THINGS TO DO.
[1] In the personal profile below, transcribe the stretch from "I am liaison" through "Economic Justice (JFREJ).".
[2] Answer these questions using the personal profile below:
(a) In what year did the writer win the K-3rd grade state chess championship?
(b) What quote does the writer live by?
(c) Who recruited the writer for the position at the Commission?

DOCUMENT PASSAGE.
^^^^^^^^^^^^^^^^
I am liaison to Jewish communities at the New York City Commission on Human Rights. In addition, I translated Yiddish to English as a Yiddish translation fellow at the Yiddish Book Center, teach Ashkenazi Hebrew pronunciation workshops, co-facilitate men’s feminist groups and am a member of the anti-Semitism working group at Jews for Racial and Economic Justice (JFREJ).

Unexpected fun fact:

I was the K-3rd grade state chess champion in 1994, and I’m writing a post-apocalyptic Jewish science fiction novel.

Quote you live by:

“Bread and roses.” 

Describe how your project/initiative/position came to be:

I co-facilitated a workshop about anti-Semitism and white supremacy on behalf of JFREJ for the New York City Commission on Human Rights. When the position came open a few months later, my predecessor recruited me for the role. It was the first time I had considered working for city government. The more I thought about it, the more it made sense. I love New York City; I was born and raised here. I love the feeling here that “life is with people.”
^^^^^^^^^^^^^^^^
EXTRACTED MATERIAL.

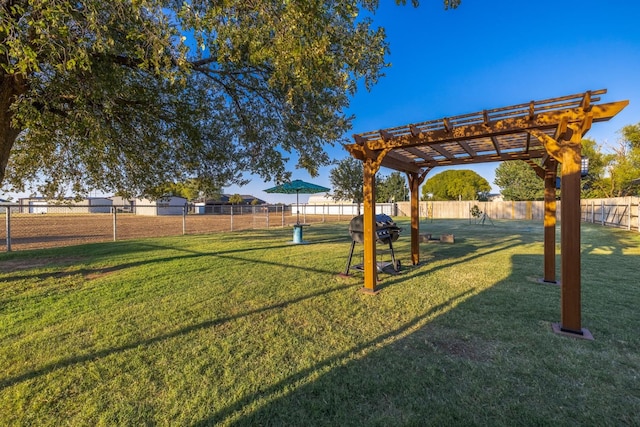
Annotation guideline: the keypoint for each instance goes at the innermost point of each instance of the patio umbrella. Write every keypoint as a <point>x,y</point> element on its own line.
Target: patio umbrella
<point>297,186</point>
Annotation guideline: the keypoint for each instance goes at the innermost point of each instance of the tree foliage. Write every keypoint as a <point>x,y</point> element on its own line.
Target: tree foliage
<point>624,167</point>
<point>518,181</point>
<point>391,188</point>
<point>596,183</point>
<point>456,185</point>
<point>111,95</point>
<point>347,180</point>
^^^^^^^^^^^^^^^^
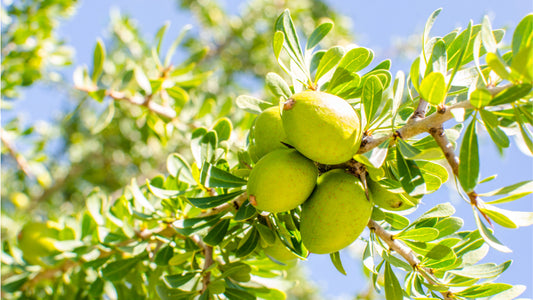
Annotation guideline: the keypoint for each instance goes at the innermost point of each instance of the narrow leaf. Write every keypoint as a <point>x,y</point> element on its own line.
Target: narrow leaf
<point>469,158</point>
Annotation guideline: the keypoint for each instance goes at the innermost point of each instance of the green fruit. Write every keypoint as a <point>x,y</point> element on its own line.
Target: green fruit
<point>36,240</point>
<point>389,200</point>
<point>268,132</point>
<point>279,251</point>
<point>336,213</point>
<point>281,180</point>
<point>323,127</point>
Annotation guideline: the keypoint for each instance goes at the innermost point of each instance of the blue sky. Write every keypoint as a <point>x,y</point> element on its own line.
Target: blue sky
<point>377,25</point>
^^^^^^^^^^^^^^^^
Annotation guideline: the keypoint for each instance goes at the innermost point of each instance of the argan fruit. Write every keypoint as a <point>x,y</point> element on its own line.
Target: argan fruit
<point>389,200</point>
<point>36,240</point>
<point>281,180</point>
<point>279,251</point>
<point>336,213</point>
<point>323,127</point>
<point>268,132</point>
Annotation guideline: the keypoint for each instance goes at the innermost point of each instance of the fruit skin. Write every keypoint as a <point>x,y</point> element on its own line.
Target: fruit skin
^^^^^^^^^^^^^^^^
ANSWERS PROVIDED.
[1]
I am liaison to Jewish communities at the New York City Commission on Human Rights. In addition, I translated Yiddish to English as a Yiddish translation fellow at the Yiddish Book Center, teach Ashkenazi Hebrew pronunciation workshops, co-facilitate men’s feminist groups and am a member of the anti-Semitism working group at Jews for Racial and Economic Justice (JFREJ).

[2]
(a) 1994
(b) "Bread and roses."
(c) The writer's predecessor